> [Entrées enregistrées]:
---+---

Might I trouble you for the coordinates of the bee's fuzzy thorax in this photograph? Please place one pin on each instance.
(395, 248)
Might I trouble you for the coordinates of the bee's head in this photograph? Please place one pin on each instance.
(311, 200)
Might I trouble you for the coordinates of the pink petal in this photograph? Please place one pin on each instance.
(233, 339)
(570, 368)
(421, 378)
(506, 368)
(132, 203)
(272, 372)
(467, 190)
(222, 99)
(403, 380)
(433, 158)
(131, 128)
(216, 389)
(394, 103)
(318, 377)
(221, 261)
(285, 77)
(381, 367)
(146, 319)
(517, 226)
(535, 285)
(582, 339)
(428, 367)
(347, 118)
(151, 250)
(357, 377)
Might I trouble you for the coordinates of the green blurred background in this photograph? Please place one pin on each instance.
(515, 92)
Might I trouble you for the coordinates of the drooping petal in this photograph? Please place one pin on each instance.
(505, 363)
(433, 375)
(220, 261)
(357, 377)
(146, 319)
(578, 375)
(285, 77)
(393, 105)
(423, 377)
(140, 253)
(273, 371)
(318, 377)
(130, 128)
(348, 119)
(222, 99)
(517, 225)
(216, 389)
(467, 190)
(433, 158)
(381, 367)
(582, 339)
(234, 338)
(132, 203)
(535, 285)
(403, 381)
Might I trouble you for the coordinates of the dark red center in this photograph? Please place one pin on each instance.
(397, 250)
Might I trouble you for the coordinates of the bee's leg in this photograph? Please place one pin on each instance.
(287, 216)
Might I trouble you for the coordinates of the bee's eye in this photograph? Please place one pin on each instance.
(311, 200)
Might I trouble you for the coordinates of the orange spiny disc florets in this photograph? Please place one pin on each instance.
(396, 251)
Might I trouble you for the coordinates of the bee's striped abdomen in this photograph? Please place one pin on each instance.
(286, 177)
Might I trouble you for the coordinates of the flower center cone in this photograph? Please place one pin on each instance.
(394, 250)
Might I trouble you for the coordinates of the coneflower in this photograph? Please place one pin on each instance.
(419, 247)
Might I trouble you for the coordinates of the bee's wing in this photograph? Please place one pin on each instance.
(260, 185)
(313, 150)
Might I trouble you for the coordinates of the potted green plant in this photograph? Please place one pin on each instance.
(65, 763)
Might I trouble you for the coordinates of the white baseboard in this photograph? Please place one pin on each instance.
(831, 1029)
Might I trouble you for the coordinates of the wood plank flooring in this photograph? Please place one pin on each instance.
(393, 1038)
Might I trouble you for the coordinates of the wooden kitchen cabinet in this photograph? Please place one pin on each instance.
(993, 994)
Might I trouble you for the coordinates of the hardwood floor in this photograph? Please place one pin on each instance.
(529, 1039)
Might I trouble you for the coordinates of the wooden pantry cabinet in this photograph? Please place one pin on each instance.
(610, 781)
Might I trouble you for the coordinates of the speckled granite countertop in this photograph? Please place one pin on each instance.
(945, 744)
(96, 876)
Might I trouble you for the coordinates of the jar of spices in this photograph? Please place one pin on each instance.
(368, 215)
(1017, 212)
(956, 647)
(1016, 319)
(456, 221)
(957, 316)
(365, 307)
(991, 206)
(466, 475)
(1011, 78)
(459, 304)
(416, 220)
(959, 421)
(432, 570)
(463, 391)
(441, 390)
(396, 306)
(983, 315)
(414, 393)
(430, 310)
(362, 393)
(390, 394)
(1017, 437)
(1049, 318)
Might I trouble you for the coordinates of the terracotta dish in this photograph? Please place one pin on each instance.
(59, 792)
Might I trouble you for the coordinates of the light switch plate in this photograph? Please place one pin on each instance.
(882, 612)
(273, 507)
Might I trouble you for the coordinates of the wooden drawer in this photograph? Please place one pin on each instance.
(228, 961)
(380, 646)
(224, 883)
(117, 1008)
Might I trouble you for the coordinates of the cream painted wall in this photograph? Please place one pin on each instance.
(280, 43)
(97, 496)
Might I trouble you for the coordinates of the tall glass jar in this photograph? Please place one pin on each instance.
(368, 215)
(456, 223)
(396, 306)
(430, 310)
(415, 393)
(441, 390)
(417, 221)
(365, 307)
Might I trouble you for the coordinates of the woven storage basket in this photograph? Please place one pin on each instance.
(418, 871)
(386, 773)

---+---

> [La consigne]: Pouvez-vous disposer tout le matériel ci-dessus en tableau Markdown, avec une colonne « Numéro » pour le rang de chaque ligne et une colonne « Texte » pour la ligne elle-même, sans les lignes vides ?

> [Solution proposée]:
| Numéro | Texte |
|---|---|
| 1 | Might I trouble you for the coordinates of the bee's fuzzy thorax in this photograph? Please place one pin on each instance. |
| 2 | (395, 248) |
| 3 | Might I trouble you for the coordinates of the bee's head in this photograph? Please place one pin on each instance. |
| 4 | (311, 200) |
| 5 | Might I trouble you for the coordinates of the pink petal in this photograph? Please place one pin on each instance. |
| 6 | (233, 339) |
| 7 | (570, 368) |
| 8 | (421, 378) |
| 9 | (506, 368) |
| 10 | (132, 203) |
| 11 | (272, 372) |
| 12 | (467, 190) |
| 13 | (222, 99) |
| 14 | (403, 380) |
| 15 | (433, 158) |
| 16 | (131, 128) |
| 17 | (216, 389) |
| 18 | (394, 103) |
| 19 | (318, 377) |
| 20 | (221, 261) |
| 21 | (285, 77) |
| 22 | (381, 367) |
| 23 | (146, 319) |
| 24 | (517, 226) |
| 25 | (535, 285) |
| 26 | (582, 339) |
| 27 | (428, 367) |
| 28 | (347, 118) |
| 29 | (151, 250) |
| 30 | (357, 377) |
| 31 | Might I trouble you for the coordinates of the green blurred background in this photograph? Please place one pin on each instance. |
| 32 | (515, 92) |
| 33 | Might I trouble you for the coordinates of the drooping petal in this photograph? Please place one pin on each instance. |
| 34 | (505, 363) |
| 35 | (433, 375) |
| 36 | (220, 261) |
| 37 | (357, 377) |
| 38 | (146, 319) |
| 39 | (578, 375) |
| 40 | (285, 77) |
| 41 | (393, 105) |
| 42 | (423, 377) |
| 43 | (140, 253) |
| 44 | (273, 371) |
| 45 | (318, 377) |
| 46 | (130, 128) |
| 47 | (348, 119) |
| 48 | (222, 99) |
| 49 | (517, 225) |
| 50 | (216, 389) |
| 51 | (467, 190) |
| 52 | (433, 158) |
| 53 | (381, 367) |
| 54 | (582, 339) |
| 55 | (234, 338) |
| 56 | (132, 203) |
| 57 | (535, 285) |
| 58 | (403, 381) |
| 59 | Might I trouble you for the coordinates of the dark red center in this photograph? Please place one pin on each instance. |
| 60 | (397, 250) |
| 61 | Might I trouble you for the coordinates of the bee's leg in this photograph? Please place one pin on each instance. |
| 62 | (287, 216) |
| 63 | Might I trouble you for the coordinates of the bee's eye in this photograph? Please place one pin on each instance. |
| 64 | (311, 200) |
| 65 | Might I trouble you for the coordinates of the orange spiny disc florets in this photograph? Please place one pin on each instance. |
| 66 | (396, 251) |
| 67 | Might I trouble you for the coordinates of the bee's striped abdomen in this photograph? Please place one pin on each instance. |
| 68 | (286, 177) |
| 69 | Might I trouble you for the coordinates of the flower center cone in this photograph? Please place one pin on each instance. |
| 70 | (394, 250) |
| 71 | Might I trouble you for the coordinates of the coneflower in this photograph? Please place one pin on each instance. |
| 72 | (419, 247) |
| 73 | Might I trouble you for the coordinates of the bee's wing in this photograph? Please place one pin on each instance. |
| 74 | (260, 185) |
| 75 | (313, 150) |
| 76 | Might I trouble you for the coordinates of the potted green plant in this photograph? Please place one pin on each instance. |
| 77 | (65, 763) |
| 78 | Might I trouble you for the coordinates of the white baseboard in this photograph? Please place one pin on each instance. |
| 79 | (831, 1029) |
| 80 | Might I trouble you for the coordinates of the wood plank flooring in this photograph? Please place one pin on each instance. |
| 81 | (393, 1038) |
| 82 | Might I trouble you for the coordinates of the wooden kitchen cabinet in this photograph? Please place one pin on each instance. |
| 83 | (993, 994) |
| 84 | Might I trouble you for the coordinates of the hardwood floor in this photograph? Please place one pin on each instance. |
| 85 | (529, 1039) |
| 86 | Might I trouble you for the coordinates of the wooden pantry cabinet in this photograph? Please place one pin on each instance. |
| 87 | (610, 781) |
| 88 | Might I trouble you for the coordinates of the speckled granite countertop in this photograph? Please place one pin on each instance. |
| 89 | (945, 744) |
| 90 | (96, 876) |
| 91 | Might I trouble you for the coordinates of the jar of spices in this photograph? Please place one pin on each instance. |
| 92 | (368, 215) |
| 93 | (1017, 212) |
| 94 | (956, 647) |
| 95 | (1016, 319) |
| 96 | (456, 221) |
| 97 | (957, 316) |
| 98 | (365, 307) |
| 99 | (991, 206) |
| 100 | (466, 475) |
| 101 | (1011, 78) |
| 102 | (459, 304) |
| 103 | (416, 220) |
| 104 | (959, 421) |
| 105 | (432, 570) |
| 106 | (463, 391) |
| 107 | (441, 390) |
| 108 | (396, 306) |
| 109 | (983, 315) |
| 110 | (414, 393) |
| 111 | (430, 310) |
| 112 | (362, 393) |
| 113 | (390, 394) |
| 114 | (1017, 437) |
| 115 | (1049, 318) |
| 116 | Might I trouble you for the coordinates of the terracotta dish in this photograph? Please place one pin on each instance. |
| 117 | (59, 792) |
| 118 | Might I trouble you for the coordinates of the light switch plate in this photograph? Please place one pin on each instance. |
| 119 | (882, 612) |
| 120 | (273, 507) |
| 121 | Might I trouble you for the coordinates of the wooden drawer in this photograph? Please place one pin on each instance. |
| 122 | (228, 961) |
| 123 | (380, 646) |
| 124 | (224, 883) |
| 125 | (117, 1008) |
| 126 | Might I trouble you for the coordinates of the cream painted wall in this photograph? Please place one pin on each instance. |
| 127 | (280, 43) |
| 128 | (97, 496) |
| 129 | Might I trouble you for the coordinates of the tall glass jar in this photograph? Please place one pin on each instance. |
| 130 | (368, 215) |
| 131 | (456, 223) |
| 132 | (396, 306) |
| 133 | (430, 310) |
| 134 | (415, 393) |
| 135 | (441, 390) |
| 136 | (417, 221) |
| 137 | (365, 307) |
| 138 | Might I trouble you for the coordinates of the woven storage basket in this photograph? Please place one pin on each instance. |
| 139 | (418, 871) |
| 140 | (386, 773) |